### Activity
Every line of the following records that includes "table" should be copied.
* * * *
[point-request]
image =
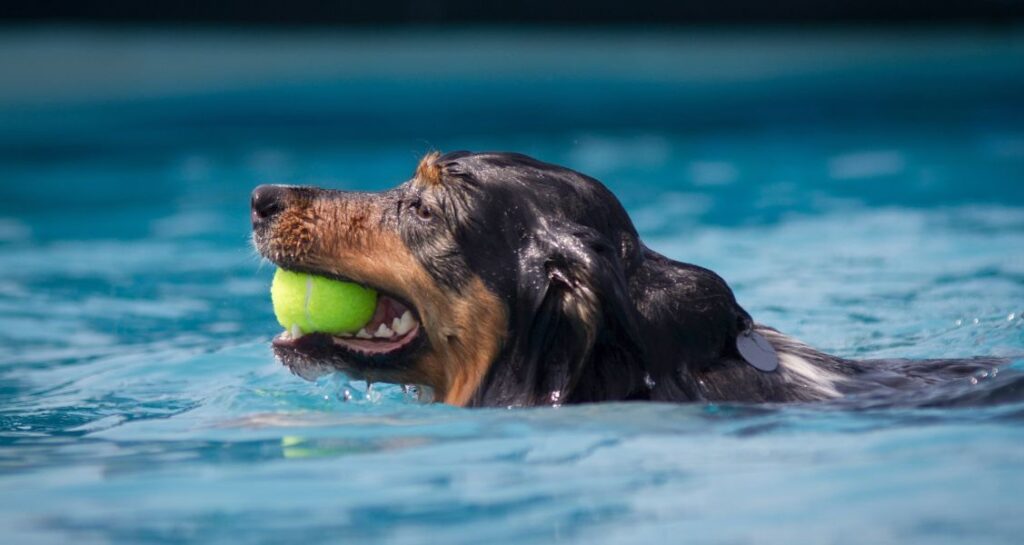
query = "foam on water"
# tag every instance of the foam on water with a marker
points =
(139, 402)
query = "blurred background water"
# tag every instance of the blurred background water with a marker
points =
(861, 190)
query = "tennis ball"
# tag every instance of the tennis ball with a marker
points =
(320, 304)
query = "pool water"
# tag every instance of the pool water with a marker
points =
(872, 207)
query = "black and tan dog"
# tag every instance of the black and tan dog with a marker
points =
(506, 281)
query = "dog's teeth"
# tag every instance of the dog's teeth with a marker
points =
(406, 323)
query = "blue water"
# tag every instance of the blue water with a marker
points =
(862, 193)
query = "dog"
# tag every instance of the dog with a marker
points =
(508, 282)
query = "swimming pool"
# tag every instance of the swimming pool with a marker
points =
(860, 191)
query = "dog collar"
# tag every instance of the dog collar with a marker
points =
(757, 350)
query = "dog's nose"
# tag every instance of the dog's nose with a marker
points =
(266, 202)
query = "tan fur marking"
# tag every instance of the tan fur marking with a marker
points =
(345, 238)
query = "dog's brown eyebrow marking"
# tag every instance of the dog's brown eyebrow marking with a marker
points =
(428, 171)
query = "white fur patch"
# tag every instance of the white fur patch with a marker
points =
(804, 374)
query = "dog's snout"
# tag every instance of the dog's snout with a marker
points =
(266, 202)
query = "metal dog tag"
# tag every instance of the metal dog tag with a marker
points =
(757, 350)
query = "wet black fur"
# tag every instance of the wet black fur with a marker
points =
(594, 315)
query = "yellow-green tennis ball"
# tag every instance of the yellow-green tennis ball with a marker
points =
(320, 304)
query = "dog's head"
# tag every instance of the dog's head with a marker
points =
(513, 273)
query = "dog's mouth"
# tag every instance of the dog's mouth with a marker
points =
(392, 334)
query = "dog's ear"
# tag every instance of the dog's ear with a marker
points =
(574, 326)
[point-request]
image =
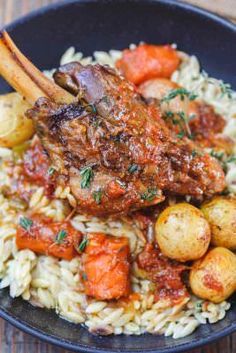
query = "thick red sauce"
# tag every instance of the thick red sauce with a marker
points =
(36, 167)
(165, 273)
(211, 282)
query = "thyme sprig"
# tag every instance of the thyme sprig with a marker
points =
(181, 92)
(87, 175)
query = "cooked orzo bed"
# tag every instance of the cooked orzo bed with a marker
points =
(56, 284)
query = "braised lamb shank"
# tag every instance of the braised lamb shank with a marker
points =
(112, 149)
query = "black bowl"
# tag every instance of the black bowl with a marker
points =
(101, 25)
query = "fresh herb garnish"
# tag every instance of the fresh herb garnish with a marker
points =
(198, 306)
(179, 118)
(169, 115)
(217, 155)
(181, 92)
(91, 108)
(87, 175)
(84, 276)
(51, 171)
(181, 134)
(97, 196)
(83, 244)
(231, 159)
(133, 168)
(184, 120)
(26, 223)
(226, 90)
(149, 195)
(60, 237)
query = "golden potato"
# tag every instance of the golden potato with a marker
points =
(221, 215)
(15, 128)
(182, 232)
(214, 276)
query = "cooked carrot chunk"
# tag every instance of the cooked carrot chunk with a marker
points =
(106, 267)
(148, 61)
(43, 236)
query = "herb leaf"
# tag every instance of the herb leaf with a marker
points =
(133, 168)
(87, 175)
(83, 244)
(26, 223)
(217, 155)
(51, 171)
(62, 234)
(181, 92)
(97, 196)
(149, 195)
(231, 159)
(226, 90)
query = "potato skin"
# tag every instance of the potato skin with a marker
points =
(15, 128)
(221, 215)
(214, 276)
(182, 232)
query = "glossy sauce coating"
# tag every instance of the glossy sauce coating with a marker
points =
(36, 167)
(165, 273)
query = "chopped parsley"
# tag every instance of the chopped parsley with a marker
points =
(83, 244)
(181, 92)
(181, 134)
(194, 153)
(97, 196)
(26, 223)
(91, 108)
(184, 121)
(149, 195)
(51, 171)
(84, 276)
(87, 175)
(180, 119)
(60, 237)
(231, 159)
(169, 114)
(198, 306)
(217, 155)
(226, 90)
(133, 168)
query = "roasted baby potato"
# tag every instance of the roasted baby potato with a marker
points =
(214, 276)
(221, 215)
(15, 128)
(182, 232)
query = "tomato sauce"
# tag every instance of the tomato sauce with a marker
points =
(36, 167)
(166, 274)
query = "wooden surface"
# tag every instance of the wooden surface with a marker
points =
(15, 341)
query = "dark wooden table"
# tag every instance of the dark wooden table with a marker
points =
(15, 341)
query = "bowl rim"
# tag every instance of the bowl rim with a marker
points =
(78, 347)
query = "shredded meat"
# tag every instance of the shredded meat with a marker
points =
(112, 143)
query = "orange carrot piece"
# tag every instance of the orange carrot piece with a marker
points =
(148, 61)
(43, 236)
(106, 267)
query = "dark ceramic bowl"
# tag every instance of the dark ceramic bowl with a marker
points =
(101, 25)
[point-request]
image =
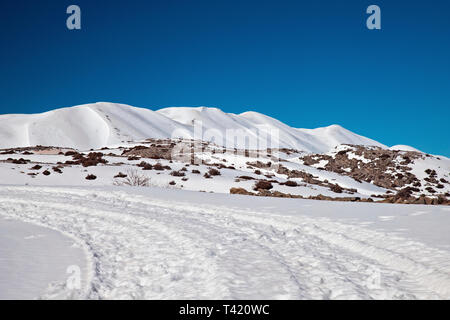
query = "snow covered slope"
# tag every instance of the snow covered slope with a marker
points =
(109, 124)
(155, 243)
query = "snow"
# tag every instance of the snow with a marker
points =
(35, 261)
(401, 147)
(103, 124)
(152, 243)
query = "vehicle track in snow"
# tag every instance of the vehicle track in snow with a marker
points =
(144, 248)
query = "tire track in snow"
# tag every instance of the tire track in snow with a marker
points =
(254, 255)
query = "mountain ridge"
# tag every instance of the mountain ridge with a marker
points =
(105, 124)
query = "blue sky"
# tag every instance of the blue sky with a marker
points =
(308, 64)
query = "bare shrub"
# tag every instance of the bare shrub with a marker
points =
(214, 172)
(134, 179)
(264, 185)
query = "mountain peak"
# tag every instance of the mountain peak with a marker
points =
(105, 124)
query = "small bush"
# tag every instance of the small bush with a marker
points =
(264, 185)
(158, 167)
(290, 183)
(120, 175)
(133, 178)
(214, 172)
(177, 174)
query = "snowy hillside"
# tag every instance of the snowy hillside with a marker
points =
(107, 124)
(152, 243)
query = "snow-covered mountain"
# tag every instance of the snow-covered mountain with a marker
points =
(109, 124)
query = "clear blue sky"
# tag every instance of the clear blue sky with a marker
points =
(308, 64)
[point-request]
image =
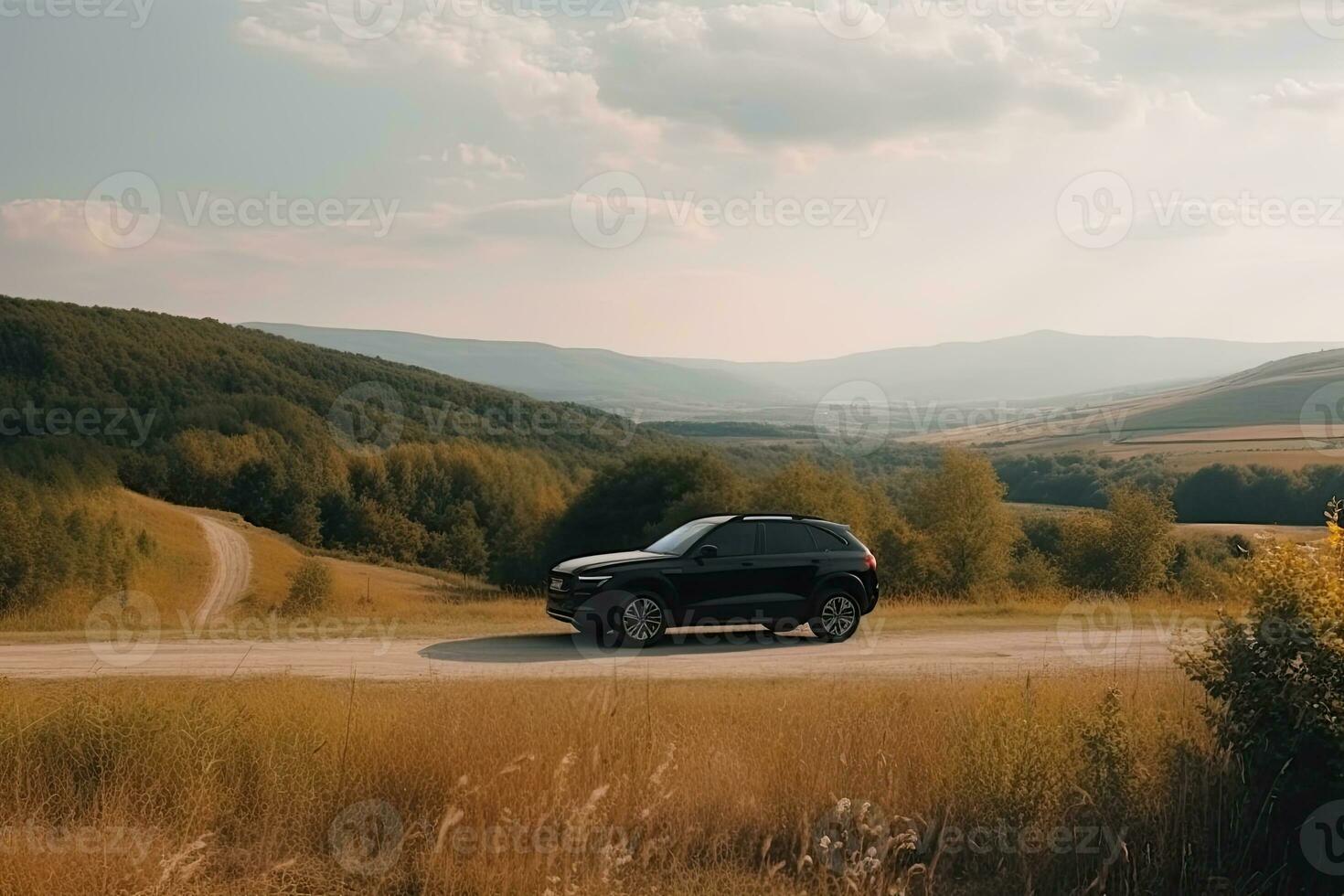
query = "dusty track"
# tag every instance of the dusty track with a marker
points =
(1035, 650)
(231, 567)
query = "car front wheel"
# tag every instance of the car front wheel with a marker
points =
(837, 617)
(643, 621)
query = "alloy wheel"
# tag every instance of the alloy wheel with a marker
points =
(839, 615)
(643, 620)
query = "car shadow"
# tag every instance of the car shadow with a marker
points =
(562, 647)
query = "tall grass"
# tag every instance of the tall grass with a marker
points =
(283, 786)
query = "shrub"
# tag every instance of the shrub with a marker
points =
(1126, 549)
(1277, 683)
(972, 534)
(309, 586)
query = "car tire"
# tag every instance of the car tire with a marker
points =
(837, 617)
(643, 620)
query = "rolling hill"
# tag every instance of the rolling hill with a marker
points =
(1285, 410)
(336, 450)
(588, 375)
(1017, 368)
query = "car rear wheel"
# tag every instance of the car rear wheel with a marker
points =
(643, 621)
(837, 617)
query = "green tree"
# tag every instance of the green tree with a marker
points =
(309, 587)
(971, 532)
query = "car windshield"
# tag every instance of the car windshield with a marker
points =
(682, 538)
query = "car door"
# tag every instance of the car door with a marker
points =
(789, 563)
(712, 589)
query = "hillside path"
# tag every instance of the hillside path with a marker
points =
(231, 567)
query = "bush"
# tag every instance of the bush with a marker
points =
(972, 534)
(309, 586)
(1128, 549)
(1277, 681)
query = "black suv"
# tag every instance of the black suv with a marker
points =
(778, 571)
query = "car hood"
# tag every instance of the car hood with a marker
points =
(575, 564)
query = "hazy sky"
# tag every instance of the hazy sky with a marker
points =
(748, 180)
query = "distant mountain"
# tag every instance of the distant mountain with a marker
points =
(588, 375)
(1287, 403)
(1017, 368)
(1034, 366)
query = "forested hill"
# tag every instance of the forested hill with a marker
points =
(205, 374)
(335, 449)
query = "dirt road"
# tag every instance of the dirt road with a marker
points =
(231, 567)
(894, 655)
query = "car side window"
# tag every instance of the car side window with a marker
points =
(827, 540)
(732, 539)
(788, 538)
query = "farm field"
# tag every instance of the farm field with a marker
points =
(281, 786)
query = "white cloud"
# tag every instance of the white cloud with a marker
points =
(1296, 96)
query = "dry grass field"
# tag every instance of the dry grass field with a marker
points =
(175, 574)
(286, 786)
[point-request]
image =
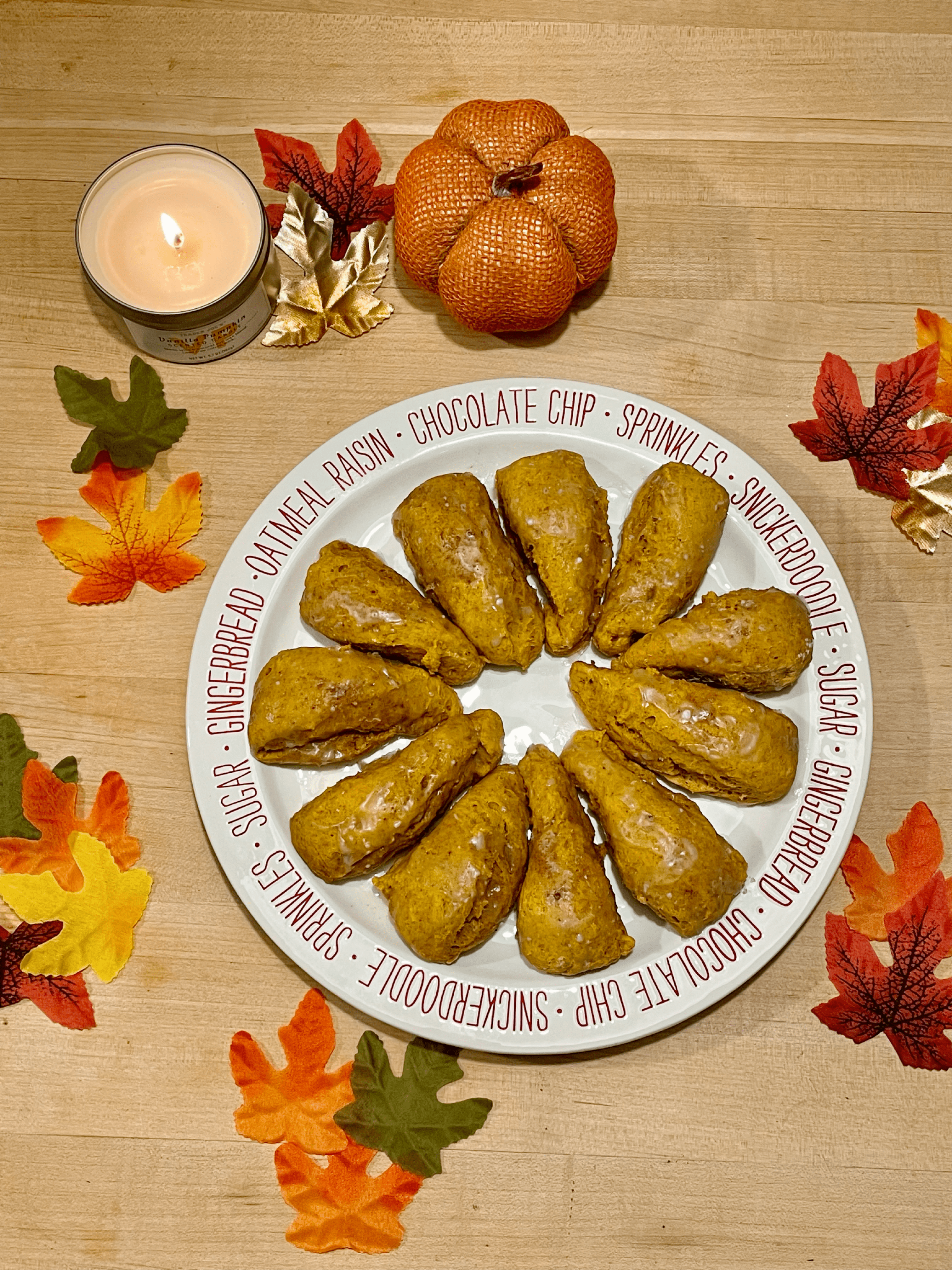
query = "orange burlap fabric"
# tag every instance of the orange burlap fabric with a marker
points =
(504, 260)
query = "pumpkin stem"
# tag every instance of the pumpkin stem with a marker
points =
(514, 181)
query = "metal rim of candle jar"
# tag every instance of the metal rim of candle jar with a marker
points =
(186, 319)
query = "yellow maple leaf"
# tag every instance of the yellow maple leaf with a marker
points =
(139, 546)
(97, 921)
(932, 329)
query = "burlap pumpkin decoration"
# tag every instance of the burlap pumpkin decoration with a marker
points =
(506, 215)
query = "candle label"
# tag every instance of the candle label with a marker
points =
(207, 343)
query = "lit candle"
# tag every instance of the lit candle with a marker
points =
(176, 241)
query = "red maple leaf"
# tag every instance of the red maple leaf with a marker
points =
(905, 1000)
(875, 440)
(348, 195)
(61, 998)
(917, 853)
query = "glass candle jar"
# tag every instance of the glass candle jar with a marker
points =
(176, 242)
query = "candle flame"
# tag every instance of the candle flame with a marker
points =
(172, 233)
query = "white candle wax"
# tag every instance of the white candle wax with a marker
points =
(171, 230)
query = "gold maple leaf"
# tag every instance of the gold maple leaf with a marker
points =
(332, 294)
(927, 513)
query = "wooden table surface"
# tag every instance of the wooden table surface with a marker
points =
(784, 190)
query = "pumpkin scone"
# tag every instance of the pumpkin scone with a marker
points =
(668, 541)
(361, 822)
(755, 641)
(457, 884)
(314, 707)
(709, 741)
(669, 855)
(353, 598)
(568, 921)
(452, 536)
(560, 518)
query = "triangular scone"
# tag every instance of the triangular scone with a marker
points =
(568, 920)
(560, 518)
(353, 598)
(457, 884)
(357, 825)
(669, 856)
(452, 536)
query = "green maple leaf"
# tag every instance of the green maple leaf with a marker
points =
(131, 431)
(14, 756)
(402, 1116)
(68, 770)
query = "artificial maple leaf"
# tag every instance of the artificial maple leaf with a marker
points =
(917, 853)
(905, 1000)
(341, 1207)
(140, 545)
(68, 770)
(331, 295)
(97, 921)
(64, 999)
(50, 803)
(131, 431)
(348, 195)
(402, 1114)
(14, 758)
(298, 1103)
(932, 329)
(875, 440)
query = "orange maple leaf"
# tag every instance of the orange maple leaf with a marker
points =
(50, 804)
(298, 1103)
(341, 1207)
(139, 546)
(932, 329)
(917, 853)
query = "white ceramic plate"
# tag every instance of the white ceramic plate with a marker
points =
(492, 999)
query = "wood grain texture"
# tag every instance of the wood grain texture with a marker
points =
(784, 190)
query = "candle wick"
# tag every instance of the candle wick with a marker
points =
(172, 233)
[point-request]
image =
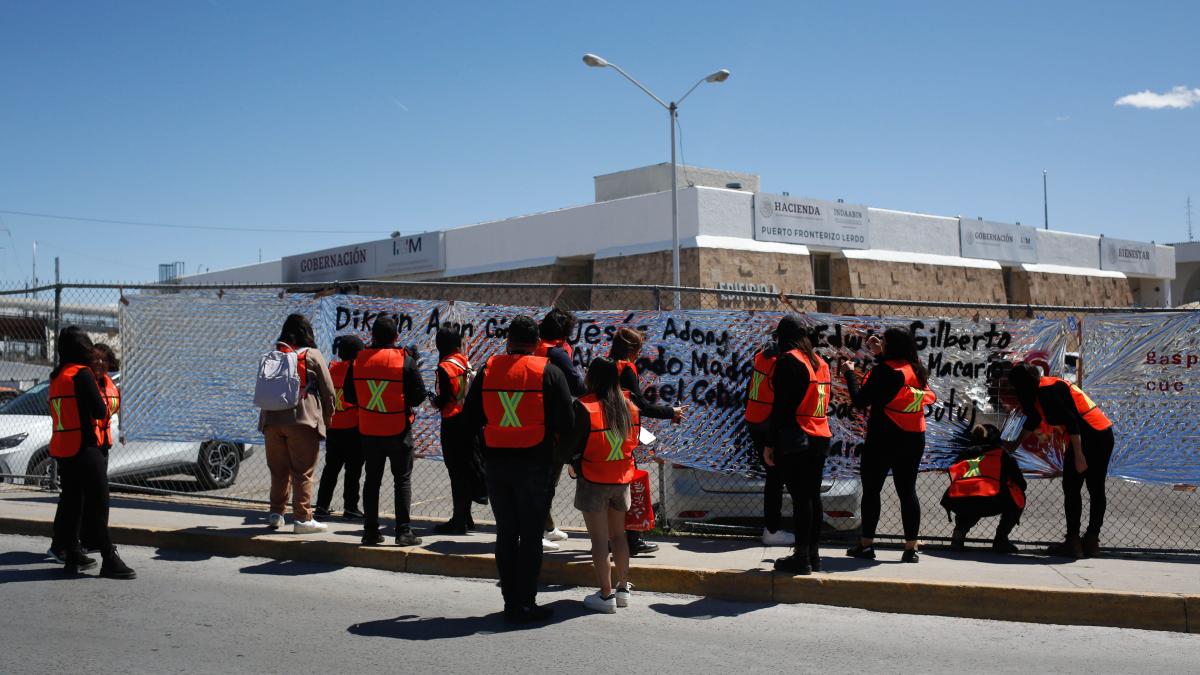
* * * *
### Result of this task
query = "dark wooden table"
# tag every instance of the dark wooden table with a marker
query = "wooden table surface"
# tag every instance of the wooden table surface with a marker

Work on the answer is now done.